Stored records:
-=-=-
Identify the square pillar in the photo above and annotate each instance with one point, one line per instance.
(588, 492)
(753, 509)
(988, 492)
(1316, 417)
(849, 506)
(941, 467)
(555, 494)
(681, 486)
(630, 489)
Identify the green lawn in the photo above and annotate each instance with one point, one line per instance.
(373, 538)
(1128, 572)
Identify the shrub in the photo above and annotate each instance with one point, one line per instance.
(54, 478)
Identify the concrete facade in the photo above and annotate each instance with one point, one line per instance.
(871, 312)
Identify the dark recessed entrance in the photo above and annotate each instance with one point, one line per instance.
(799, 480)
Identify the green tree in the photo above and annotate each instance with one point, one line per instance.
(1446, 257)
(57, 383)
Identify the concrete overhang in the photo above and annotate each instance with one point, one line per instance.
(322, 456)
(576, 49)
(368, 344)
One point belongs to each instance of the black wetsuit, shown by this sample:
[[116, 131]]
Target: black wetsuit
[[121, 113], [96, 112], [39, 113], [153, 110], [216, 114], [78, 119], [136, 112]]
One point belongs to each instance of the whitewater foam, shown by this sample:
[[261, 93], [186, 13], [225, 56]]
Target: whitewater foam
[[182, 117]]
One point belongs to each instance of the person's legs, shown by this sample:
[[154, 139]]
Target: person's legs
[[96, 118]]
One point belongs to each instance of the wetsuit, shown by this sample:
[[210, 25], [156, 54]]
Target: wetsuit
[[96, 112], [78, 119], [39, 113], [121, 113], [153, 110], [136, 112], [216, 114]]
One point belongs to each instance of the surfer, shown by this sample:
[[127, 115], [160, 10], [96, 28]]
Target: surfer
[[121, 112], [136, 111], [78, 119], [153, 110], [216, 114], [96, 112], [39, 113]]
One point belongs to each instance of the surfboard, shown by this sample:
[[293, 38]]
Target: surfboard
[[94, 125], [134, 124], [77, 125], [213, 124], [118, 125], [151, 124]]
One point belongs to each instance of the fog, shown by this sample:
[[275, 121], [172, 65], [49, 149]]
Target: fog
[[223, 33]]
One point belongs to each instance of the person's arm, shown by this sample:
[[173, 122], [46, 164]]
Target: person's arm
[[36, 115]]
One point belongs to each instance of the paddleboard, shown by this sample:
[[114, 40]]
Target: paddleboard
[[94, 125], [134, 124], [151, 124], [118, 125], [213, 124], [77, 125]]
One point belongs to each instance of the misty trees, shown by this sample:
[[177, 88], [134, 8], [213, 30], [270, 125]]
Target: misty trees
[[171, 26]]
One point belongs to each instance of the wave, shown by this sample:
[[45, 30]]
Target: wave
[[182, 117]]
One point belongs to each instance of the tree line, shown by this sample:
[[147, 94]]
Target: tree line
-=-=-
PROBLEM TO SOLVE: Output every line above without altering anything.

SOLUTION BELOW:
Identify the square pillar in the photo above and annotate each instance with one point, one line per instance.
(588, 492)
(753, 509)
(988, 492)
(1316, 417)
(849, 506)
(941, 467)
(555, 494)
(681, 486)
(630, 489)
Identify the green lawn in the photo above and annotate each instance with one point, one line per instance.
(373, 538)
(1128, 572)
Identify the shrub in the photo above and annotate each instance with one point, one line per instance.
(54, 478)
Identify the concrete facade in the photo above and annotate each instance with one point, one line per instance.
(871, 312)
Identify the dark recessed entrance in the photo above and annotate each instance with one point, one line per instance.
(799, 480)
Identify the green tree in the photo above and annotate each instance with one point, one line per instance.
(1446, 257)
(57, 383)
Identify the concrete overhang in the photo above and annotate each instance with one point, one line per instance.
(322, 456)
(576, 49)
(368, 344)
One point belongs to each instance of the black wetsuit, shown by this sample:
[[116, 131]]
Target: black wetsuit
[[121, 113], [96, 112], [39, 113], [153, 110], [216, 114], [78, 119], [136, 112]]
One point belongs to each instance of the whitewater foam, shown by this sample:
[[261, 93], [186, 13], [225, 56]]
Target: whitewater foam
[[182, 117]]
One point belongs to each instance of the person's legs, shown by this sample:
[[154, 139]]
Target: person's legs
[[96, 118]]
One point belongs to each instance of the wetsuit, shown by this sample:
[[210, 25], [156, 54]]
Target: wetsuit
[[96, 112], [78, 119], [39, 113], [121, 113], [153, 110], [136, 112], [216, 114]]
One point belongs to each instance of the surfer, shown by this sample:
[[127, 115], [160, 10], [96, 28]]
Target: surfer
[[121, 112], [136, 111], [78, 119], [153, 110], [216, 114], [96, 112], [39, 113]]
One point belongs to each instance of the surfboard, shown by this sample:
[[293, 38]]
Target: surfboard
[[94, 125], [134, 124], [77, 125], [213, 124], [118, 125], [151, 124]]
One point belongs to each instance of the fog, shown by this sample:
[[275, 121], [172, 65], [49, 149]]
Target: fog
[[223, 33]]
One point belongs to each instance of the person's arm, shown by this sample:
[[173, 122], [46, 164]]
Target: person's arm
[[36, 115]]
One point belongs to each instance of the paddleboard, shown by this sample:
[[114, 40]]
Target: paddleboard
[[94, 125], [134, 124], [151, 124], [118, 125], [213, 124], [77, 125]]
One point belongs to each instance of the misty trees, shown by this sample:
[[177, 88], [134, 8], [213, 30], [270, 125]]
Target: misty trees
[[171, 26]]
One point belongs to each instance of the wave, shown by this sample:
[[45, 30]]
Target: wave
[[182, 117]]
One point belongs to each instance of the tree line, shown by this sample:
[[147, 94]]
Target: tree line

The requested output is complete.